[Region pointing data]
════════════════
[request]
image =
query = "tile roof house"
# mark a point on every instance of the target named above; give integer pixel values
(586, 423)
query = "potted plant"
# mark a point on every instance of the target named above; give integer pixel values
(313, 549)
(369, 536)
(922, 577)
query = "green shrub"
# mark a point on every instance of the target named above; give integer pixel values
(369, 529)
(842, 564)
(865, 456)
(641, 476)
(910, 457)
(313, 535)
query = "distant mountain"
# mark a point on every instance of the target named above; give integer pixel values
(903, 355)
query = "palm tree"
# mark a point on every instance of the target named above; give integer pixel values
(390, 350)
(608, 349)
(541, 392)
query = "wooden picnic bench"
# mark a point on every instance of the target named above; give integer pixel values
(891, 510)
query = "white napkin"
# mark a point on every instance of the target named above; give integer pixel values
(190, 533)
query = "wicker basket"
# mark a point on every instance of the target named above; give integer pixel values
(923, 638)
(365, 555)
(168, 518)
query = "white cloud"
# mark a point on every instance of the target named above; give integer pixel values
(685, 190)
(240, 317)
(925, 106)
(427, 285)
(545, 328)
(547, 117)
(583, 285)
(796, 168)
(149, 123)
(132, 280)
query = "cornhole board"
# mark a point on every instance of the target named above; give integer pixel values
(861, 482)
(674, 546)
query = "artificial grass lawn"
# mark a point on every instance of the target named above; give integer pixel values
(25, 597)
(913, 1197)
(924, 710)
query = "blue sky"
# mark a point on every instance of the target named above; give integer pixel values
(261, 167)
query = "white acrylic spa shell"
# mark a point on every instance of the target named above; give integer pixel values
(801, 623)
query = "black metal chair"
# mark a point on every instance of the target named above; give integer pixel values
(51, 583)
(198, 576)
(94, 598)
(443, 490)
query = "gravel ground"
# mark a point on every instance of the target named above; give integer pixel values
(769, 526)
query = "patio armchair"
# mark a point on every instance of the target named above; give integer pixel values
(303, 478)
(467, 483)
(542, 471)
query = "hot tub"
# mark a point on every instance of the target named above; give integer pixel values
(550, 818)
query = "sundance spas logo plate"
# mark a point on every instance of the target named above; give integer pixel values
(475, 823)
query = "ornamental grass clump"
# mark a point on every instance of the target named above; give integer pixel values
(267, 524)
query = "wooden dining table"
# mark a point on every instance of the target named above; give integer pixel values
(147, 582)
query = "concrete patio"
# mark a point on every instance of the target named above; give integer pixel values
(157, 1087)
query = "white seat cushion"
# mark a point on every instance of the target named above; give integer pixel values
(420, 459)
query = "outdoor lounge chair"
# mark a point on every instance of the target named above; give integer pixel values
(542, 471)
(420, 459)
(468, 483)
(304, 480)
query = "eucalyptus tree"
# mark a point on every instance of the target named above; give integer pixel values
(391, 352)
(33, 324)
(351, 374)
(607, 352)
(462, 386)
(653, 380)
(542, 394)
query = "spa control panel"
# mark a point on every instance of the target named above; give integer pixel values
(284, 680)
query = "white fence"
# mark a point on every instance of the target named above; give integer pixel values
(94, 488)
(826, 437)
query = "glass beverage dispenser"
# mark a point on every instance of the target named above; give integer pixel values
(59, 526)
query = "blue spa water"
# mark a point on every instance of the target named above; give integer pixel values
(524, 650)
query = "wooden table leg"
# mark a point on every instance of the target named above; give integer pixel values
════════════════
HOW TO COMPLETE THIS TASK –
Your reply should contain each entry, copied without alteration.

TASK RESULT –
[request]
image =
query = "tile roof house"
# mark a point on every instance of the target named above; give integer pixel values
(586, 423)
query = "potted plant"
# mark a point on every instance of the target named above; give integer pixel values
(313, 549)
(369, 536)
(922, 577)
query = "green shrub"
# mark a point on every instance of the target named above; give integer pixel values
(369, 529)
(842, 564)
(865, 456)
(641, 476)
(910, 457)
(313, 535)
query = "distant mountain"
# mark a point on every instance of the target named above; give integer pixel values
(903, 355)
query = "palm tree"
# mark a point on every instance of the target named above; give integer pixel values
(390, 350)
(608, 349)
(541, 392)
query = "wooden picnic bench"
# mark a point on every instance of the target named above; give integer pixel values
(891, 510)
query = "white napkin"
# mark a point on every instance of the target named above; give integer pixel values
(190, 533)
query = "wicker basket"
# mark a point on every instance of the target named above; give integer pixel values
(923, 638)
(365, 555)
(168, 518)
query = "white cloud"
# mark a point on every instance of the target named above; give integer pixel values
(685, 190)
(240, 317)
(925, 106)
(427, 285)
(545, 328)
(547, 117)
(583, 285)
(796, 168)
(149, 123)
(132, 280)
query = "cornhole board"
# mark a point on every instance of the target named above; give integer pixel values
(861, 482)
(674, 546)
query = "artificial grass lawn"
# mark a point on every instance of the target named above; give integer pixel values
(25, 597)
(913, 1197)
(924, 710)
query = "blue sky"
# mark a point on every instance of the target named above; give integer pixel values
(261, 167)
query = "white acrylic spa shell"
# mark a point on every instance of the target named above; give integer pixel values
(801, 623)
query = "black metal chair"
# mark a point on every instance of the target named above; give integer pixel values
(51, 583)
(198, 576)
(94, 598)
(443, 490)
query = "gravel ground"
# mark a point on every instance of the target named above; give integer pixel values
(769, 526)
query = "patio armchair"
# mark a point on every instance of the target named above; give integer pixel values
(303, 478)
(467, 483)
(542, 471)
query = "hot tub"
# mark a point on every instance of the target named above; give integer pixel values
(550, 818)
query = "sundance spas logo plate"
# mark a point on every instance of the target named above; give integer pixel values
(475, 823)
query = "ornamental grass clump"
# mark a point on every instance of the target named above; give integer pixel values
(267, 524)
query = "wooden dining table"
# mark a point on every instance of the target named above; give integer pixel values
(147, 582)
query = "concrete patio"
# mark a point on every instance of the target named above; give integer pixel values
(157, 1087)
query = "white seat cushion"
# mark a point on every instance of the target named above; give integer pixel values
(420, 459)
query = "outdoor lounge chair"
# mark a point on every instance of the target named above; give integer pixel values
(542, 471)
(420, 459)
(468, 483)
(304, 480)
query = "eucalyptus tree"
# mark a point on every instance of the target named above; give integer pixel values
(391, 352)
(33, 324)
(351, 374)
(607, 352)
(462, 386)
(653, 380)
(542, 394)
query = "spa control panel"
# mark a point on every instance of the target named above; give integer pixel values
(284, 680)
query = "white fence"
# mark a point on every instance of the target named above; give integer pixel values
(94, 488)
(826, 437)
query = "glass beverage dispenser"
# mark a point on every instance of the target named above; give integer pixel values
(59, 526)
query = "blue spa water"
# mark a point on every instance of the target named above; give integer pixel values
(524, 650)
query = "wooden table leg"
# mark a point on every instance of the target named above; give integer pixel values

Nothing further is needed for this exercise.